Scan the material below for lines with the string "rock". State how many there are and nothing else.

> **THE DATA**
--------------------------------
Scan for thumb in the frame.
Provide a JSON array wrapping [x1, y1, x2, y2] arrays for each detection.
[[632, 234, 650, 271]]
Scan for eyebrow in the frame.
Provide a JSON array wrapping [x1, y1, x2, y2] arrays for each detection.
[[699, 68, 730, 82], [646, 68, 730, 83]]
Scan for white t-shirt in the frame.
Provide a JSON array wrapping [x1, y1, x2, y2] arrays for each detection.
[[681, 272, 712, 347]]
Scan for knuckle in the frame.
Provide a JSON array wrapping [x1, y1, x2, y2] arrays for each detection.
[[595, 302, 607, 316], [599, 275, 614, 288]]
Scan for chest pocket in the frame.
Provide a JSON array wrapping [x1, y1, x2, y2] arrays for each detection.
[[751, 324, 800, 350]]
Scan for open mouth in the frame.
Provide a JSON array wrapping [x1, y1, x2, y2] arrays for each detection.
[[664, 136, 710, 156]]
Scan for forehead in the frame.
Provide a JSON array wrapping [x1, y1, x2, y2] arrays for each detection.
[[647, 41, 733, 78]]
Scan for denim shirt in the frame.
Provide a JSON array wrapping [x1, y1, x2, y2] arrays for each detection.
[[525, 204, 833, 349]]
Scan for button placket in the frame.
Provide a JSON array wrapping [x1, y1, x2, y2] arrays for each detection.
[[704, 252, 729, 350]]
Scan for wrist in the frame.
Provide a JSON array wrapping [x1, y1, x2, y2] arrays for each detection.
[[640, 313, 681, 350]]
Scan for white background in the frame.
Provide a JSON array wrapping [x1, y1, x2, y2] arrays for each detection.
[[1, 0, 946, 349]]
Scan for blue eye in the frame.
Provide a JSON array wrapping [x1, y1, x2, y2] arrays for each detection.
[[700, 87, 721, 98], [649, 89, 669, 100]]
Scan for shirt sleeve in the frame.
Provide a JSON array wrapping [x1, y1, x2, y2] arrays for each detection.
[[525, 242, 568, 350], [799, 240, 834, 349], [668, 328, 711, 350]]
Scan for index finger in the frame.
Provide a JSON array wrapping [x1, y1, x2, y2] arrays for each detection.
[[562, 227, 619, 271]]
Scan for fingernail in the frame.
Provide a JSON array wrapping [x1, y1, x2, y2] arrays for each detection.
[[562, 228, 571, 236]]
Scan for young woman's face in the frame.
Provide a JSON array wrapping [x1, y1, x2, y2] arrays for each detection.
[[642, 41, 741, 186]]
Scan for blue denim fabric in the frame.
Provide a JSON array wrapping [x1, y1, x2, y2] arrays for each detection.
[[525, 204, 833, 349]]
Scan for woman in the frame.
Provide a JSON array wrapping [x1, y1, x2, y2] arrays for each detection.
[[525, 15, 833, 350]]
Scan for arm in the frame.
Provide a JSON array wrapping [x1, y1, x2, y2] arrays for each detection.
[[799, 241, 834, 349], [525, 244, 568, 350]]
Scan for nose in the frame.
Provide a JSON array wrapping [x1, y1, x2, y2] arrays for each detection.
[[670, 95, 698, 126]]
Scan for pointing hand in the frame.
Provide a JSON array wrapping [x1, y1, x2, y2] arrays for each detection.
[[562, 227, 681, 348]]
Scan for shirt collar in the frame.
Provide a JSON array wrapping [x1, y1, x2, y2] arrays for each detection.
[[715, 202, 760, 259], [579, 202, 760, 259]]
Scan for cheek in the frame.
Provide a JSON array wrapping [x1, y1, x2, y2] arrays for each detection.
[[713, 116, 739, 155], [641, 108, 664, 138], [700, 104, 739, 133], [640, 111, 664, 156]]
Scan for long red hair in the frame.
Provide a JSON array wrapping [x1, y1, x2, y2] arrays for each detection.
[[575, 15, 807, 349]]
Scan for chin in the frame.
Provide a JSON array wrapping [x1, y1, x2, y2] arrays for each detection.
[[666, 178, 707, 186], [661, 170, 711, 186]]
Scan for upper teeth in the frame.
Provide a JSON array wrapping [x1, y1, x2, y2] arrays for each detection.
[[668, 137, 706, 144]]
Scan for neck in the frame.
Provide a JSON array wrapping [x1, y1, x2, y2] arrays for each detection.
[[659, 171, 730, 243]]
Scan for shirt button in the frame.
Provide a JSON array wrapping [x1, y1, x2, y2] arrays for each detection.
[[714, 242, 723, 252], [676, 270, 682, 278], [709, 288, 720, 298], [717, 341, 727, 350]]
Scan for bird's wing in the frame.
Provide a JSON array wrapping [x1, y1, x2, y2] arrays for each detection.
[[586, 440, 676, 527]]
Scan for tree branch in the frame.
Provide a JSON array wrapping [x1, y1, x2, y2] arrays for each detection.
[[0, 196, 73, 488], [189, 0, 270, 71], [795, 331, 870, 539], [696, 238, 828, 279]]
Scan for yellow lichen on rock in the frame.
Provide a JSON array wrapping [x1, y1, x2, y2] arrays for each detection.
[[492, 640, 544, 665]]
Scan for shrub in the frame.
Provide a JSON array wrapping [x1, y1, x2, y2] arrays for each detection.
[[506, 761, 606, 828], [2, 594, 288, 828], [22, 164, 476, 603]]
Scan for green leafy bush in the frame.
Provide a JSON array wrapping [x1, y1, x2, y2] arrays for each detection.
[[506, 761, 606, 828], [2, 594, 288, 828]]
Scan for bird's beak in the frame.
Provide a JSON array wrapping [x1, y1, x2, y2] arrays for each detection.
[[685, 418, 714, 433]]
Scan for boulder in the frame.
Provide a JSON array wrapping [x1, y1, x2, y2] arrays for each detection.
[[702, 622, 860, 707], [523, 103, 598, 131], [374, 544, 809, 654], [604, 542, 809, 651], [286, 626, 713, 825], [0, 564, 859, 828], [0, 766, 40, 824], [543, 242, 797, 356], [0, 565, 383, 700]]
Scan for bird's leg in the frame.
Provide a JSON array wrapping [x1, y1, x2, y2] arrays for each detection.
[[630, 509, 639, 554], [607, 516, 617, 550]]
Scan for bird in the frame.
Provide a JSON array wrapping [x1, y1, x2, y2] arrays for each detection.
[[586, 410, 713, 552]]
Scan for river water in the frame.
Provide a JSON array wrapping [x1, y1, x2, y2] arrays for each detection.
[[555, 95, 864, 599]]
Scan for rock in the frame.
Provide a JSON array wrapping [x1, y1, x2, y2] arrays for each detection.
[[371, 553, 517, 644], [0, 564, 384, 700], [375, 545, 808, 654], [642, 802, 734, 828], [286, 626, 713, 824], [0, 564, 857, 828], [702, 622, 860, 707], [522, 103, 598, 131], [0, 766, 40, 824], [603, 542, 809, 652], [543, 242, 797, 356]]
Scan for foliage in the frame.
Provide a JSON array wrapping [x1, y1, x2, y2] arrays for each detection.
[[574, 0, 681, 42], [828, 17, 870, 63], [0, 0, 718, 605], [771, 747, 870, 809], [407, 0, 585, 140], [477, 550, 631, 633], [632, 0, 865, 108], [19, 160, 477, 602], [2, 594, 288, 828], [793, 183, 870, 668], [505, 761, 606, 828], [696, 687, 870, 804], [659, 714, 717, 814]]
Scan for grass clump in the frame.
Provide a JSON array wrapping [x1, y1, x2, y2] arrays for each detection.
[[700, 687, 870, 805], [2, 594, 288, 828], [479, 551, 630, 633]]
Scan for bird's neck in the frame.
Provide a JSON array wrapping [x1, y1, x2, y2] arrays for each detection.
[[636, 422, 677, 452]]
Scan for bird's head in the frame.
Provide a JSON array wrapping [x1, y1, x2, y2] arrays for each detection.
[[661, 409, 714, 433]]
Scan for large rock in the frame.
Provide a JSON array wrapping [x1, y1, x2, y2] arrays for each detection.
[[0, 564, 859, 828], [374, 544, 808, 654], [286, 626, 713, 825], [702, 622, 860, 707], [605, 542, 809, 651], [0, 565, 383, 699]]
--------------------------------
> **RESPONSE BOX**
3